**Challenge**
Please rewrite every line of the data from its start through the line that contains "point(485, 343)", inclusive. Scale each coordinate in the answers by 0.75 and round it to a whole number, with halves going up.

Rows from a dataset
-- start --

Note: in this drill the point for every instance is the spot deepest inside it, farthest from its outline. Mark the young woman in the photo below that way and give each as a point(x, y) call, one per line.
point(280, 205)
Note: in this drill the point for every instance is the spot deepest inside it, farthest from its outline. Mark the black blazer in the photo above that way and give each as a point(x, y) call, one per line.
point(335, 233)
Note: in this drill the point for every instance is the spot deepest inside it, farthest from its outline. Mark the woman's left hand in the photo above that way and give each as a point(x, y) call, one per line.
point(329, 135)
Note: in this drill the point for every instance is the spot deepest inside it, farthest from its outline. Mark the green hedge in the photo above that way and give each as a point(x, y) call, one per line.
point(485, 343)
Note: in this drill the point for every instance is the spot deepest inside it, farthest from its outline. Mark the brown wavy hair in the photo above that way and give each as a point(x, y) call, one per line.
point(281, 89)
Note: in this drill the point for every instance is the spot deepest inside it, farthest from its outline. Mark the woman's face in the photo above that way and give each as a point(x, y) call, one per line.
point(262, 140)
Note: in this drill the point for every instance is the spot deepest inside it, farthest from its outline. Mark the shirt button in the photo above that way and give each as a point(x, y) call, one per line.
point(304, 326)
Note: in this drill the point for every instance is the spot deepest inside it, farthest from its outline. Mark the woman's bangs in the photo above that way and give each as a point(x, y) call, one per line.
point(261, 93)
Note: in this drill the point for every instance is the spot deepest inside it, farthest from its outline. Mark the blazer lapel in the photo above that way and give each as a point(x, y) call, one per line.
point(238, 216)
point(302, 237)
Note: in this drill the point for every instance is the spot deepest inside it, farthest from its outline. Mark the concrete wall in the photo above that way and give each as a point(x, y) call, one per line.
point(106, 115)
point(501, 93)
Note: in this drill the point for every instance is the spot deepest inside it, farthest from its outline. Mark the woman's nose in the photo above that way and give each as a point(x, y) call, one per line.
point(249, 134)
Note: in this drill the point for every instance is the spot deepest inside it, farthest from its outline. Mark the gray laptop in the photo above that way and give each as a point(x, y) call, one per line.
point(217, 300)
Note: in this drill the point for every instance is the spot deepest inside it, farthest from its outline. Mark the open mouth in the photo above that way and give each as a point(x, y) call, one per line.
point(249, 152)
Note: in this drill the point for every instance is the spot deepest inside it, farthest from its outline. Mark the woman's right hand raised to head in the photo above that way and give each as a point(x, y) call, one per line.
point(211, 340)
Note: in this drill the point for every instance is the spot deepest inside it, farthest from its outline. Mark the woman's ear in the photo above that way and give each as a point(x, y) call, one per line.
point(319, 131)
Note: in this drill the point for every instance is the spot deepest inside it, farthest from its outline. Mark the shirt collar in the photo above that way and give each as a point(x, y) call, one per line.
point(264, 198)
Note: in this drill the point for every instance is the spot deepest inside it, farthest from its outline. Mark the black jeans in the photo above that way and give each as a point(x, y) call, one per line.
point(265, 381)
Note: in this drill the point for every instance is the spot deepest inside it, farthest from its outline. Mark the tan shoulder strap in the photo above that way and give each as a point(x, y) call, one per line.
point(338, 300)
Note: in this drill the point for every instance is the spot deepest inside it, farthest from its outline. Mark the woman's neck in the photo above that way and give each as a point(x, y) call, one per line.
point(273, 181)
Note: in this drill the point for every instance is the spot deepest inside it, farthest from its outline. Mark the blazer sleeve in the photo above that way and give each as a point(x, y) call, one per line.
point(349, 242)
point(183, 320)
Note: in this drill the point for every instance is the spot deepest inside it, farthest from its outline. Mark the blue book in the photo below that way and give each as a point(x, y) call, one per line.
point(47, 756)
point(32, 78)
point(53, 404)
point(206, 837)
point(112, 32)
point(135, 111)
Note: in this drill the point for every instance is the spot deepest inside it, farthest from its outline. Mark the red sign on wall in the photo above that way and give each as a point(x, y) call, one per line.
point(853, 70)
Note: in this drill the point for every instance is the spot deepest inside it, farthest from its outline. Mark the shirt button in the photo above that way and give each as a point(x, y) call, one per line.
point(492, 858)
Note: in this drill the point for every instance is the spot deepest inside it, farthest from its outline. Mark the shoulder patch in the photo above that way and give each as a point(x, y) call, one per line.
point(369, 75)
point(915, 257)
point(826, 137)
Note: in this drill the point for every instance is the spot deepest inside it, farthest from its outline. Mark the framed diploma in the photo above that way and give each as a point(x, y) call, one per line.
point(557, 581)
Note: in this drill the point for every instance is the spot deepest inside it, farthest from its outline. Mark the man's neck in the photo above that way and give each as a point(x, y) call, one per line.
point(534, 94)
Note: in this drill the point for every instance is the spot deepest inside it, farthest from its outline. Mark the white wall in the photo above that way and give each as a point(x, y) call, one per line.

-- end --

**Solved exercise**
Note: in this drill the point for every instance is the spot deepest inside it, farthest from its outline. Mark the young woman in the photo below that way and give each as a point(x, y) call, one per line.
point(210, 154)
Note: in this drill the point for every instance is the spot deepest inside it, farthest from its outline. Mark the black blazer in the photo above that way and give each as a point(x, y) call, one per line.
point(251, 175)
Note: in this drill the point for every instance is the spot deepest inside it, farthest from its outline. Mark the woman's left hand in the photo above that way and give each as a point(x, y) call, one per line.
point(247, 101)
Note: in this drill the point for every instance is the spot deepest inside it, farthest from its outline. Mark the green hedge in the photo above that way and give each as a point(x, y) call, one per line.
point(364, 257)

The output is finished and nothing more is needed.